-- WHAT YOU WILL DO --
Only the lines from the line holding "football player, giving" to the last line should be output, each exactly as given.

-- DATA EXCERPTS --
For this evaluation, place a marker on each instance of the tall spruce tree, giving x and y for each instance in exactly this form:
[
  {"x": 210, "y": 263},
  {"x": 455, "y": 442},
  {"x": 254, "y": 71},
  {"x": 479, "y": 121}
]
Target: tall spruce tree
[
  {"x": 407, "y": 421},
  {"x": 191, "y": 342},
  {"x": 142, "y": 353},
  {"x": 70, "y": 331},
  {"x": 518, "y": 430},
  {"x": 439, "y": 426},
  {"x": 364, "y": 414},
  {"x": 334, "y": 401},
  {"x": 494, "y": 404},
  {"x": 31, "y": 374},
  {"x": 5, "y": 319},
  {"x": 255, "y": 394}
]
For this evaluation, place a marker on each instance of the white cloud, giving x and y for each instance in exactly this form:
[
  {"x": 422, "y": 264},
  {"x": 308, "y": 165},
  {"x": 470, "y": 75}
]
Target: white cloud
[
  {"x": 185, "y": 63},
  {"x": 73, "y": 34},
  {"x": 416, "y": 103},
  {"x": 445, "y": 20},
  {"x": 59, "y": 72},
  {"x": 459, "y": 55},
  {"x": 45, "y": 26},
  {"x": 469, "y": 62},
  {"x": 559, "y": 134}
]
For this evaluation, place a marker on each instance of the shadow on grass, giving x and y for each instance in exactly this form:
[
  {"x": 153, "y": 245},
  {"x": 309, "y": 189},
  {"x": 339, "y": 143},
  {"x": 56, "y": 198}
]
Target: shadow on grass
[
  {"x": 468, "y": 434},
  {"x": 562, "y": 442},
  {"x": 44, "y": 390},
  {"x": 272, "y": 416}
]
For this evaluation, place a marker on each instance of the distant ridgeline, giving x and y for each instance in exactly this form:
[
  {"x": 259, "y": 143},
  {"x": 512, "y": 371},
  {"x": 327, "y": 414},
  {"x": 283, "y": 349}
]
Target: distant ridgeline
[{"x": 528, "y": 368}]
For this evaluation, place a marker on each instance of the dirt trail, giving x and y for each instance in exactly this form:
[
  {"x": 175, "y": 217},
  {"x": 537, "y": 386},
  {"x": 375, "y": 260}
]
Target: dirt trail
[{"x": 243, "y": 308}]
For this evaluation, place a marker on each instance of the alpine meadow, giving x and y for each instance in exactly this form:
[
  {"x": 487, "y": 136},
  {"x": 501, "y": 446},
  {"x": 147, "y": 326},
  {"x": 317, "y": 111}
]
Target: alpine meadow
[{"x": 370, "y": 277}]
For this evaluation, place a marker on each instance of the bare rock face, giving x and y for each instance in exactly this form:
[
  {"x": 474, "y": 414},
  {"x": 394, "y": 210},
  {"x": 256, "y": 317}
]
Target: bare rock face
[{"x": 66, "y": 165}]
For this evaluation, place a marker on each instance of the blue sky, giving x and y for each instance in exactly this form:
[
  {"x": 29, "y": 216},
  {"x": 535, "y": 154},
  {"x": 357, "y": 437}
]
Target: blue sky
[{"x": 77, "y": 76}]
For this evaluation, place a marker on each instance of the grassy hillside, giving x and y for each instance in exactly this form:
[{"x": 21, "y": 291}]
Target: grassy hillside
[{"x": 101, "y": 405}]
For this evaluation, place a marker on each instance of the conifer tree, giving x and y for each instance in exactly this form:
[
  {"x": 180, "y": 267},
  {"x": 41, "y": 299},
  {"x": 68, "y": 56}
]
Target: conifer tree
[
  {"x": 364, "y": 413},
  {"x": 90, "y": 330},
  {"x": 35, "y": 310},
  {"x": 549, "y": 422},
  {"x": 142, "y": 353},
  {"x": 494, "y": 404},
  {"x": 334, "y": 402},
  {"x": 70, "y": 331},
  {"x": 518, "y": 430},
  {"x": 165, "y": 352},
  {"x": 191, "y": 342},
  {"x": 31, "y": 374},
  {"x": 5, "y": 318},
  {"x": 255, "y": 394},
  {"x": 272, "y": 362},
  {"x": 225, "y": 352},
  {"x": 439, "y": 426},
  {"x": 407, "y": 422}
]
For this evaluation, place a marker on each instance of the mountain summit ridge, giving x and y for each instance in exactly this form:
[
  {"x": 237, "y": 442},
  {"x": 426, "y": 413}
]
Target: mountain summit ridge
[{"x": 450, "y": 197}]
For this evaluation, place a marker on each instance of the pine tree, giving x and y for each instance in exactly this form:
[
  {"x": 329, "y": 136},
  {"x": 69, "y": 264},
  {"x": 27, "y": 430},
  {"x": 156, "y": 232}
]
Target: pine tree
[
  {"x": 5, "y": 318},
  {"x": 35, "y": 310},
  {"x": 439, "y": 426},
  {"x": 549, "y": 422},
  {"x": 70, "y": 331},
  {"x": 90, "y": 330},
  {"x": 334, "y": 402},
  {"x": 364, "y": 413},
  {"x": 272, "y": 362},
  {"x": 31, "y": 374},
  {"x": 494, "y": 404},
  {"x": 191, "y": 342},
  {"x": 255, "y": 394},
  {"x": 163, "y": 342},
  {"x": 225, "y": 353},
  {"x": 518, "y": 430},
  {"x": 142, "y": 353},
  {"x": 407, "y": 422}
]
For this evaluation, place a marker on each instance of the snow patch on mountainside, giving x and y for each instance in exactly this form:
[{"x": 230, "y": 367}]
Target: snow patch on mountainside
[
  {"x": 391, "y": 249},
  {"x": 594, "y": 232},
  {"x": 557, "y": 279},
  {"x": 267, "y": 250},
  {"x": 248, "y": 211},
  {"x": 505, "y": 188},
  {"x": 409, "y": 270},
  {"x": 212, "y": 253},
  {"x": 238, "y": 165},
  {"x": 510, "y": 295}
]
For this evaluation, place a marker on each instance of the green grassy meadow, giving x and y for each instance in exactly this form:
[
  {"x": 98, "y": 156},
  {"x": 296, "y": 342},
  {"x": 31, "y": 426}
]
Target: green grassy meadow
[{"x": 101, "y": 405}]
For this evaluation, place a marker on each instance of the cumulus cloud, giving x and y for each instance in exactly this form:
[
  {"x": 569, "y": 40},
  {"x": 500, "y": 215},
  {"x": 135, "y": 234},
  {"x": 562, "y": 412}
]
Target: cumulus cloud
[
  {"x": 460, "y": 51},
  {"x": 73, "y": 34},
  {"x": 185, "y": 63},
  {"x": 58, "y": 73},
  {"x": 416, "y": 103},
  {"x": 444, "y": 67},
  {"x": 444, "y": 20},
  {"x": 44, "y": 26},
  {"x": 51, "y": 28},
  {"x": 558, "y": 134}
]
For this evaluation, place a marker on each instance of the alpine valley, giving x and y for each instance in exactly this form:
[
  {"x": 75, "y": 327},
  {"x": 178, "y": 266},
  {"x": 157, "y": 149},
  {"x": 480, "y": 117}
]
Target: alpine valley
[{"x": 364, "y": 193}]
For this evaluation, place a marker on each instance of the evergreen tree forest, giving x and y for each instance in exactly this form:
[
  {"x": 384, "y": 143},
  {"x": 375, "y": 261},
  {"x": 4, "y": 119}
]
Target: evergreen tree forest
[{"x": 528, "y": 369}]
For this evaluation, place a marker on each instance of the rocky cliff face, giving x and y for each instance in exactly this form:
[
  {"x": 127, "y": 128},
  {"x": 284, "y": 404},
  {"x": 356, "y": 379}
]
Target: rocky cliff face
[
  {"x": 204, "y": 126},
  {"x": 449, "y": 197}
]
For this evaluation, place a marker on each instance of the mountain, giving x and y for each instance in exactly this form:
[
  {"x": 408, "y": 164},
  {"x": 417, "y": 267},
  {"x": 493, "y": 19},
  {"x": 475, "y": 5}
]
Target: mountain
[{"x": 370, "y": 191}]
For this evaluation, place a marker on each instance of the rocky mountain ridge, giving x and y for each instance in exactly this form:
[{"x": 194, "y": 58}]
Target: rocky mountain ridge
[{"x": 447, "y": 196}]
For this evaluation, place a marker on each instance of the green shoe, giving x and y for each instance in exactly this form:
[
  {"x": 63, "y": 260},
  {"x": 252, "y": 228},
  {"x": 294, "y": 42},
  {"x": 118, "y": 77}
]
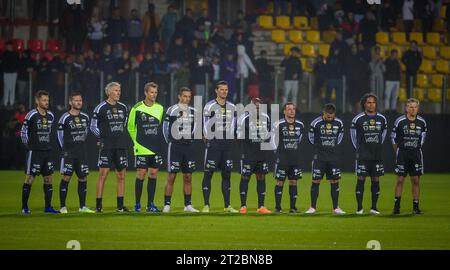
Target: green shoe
[
  {"x": 205, "y": 209},
  {"x": 230, "y": 209},
  {"x": 86, "y": 210}
]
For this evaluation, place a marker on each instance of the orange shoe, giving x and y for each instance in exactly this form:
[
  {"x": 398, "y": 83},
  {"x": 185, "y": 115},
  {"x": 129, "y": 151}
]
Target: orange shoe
[{"x": 263, "y": 210}]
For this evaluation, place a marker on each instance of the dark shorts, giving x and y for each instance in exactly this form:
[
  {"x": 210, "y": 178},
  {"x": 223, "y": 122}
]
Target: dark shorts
[
  {"x": 180, "y": 157},
  {"x": 39, "y": 162},
  {"x": 248, "y": 167},
  {"x": 71, "y": 163},
  {"x": 113, "y": 158},
  {"x": 320, "y": 168},
  {"x": 218, "y": 159},
  {"x": 148, "y": 161},
  {"x": 409, "y": 162},
  {"x": 372, "y": 168},
  {"x": 292, "y": 172}
]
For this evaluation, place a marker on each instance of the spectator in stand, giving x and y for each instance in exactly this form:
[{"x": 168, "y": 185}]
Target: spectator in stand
[
  {"x": 408, "y": 16},
  {"x": 134, "y": 33},
  {"x": 73, "y": 28},
  {"x": 292, "y": 75},
  {"x": 412, "y": 59},
  {"x": 428, "y": 14},
  {"x": 96, "y": 31},
  {"x": 320, "y": 73},
  {"x": 168, "y": 25},
  {"x": 151, "y": 23},
  {"x": 186, "y": 27},
  {"x": 229, "y": 70},
  {"x": 10, "y": 68},
  {"x": 368, "y": 27},
  {"x": 26, "y": 66},
  {"x": 377, "y": 69},
  {"x": 244, "y": 63},
  {"x": 356, "y": 71},
  {"x": 392, "y": 77},
  {"x": 116, "y": 32},
  {"x": 106, "y": 64},
  {"x": 335, "y": 66},
  {"x": 388, "y": 16},
  {"x": 350, "y": 29},
  {"x": 265, "y": 71}
]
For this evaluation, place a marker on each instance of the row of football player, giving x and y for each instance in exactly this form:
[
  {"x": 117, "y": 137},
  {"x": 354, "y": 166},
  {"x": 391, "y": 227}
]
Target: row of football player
[{"x": 110, "y": 119}]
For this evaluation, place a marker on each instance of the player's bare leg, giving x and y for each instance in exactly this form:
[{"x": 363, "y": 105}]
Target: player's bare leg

-- OUTPUT FOR THIS EXERCISE --
For this evaluation, place a marker on each instance of the row of football player, giving x and y for each instance in exactly this form:
[
  {"x": 117, "y": 137},
  {"x": 354, "y": 166},
  {"x": 391, "y": 227}
]
Target: row of football player
[{"x": 110, "y": 119}]
For this evaluation, place a marker on each instance of the player's bare leg, giving x and y for each instance in exactly this form:
[{"x": 363, "y": 105}]
Target: player's bare leg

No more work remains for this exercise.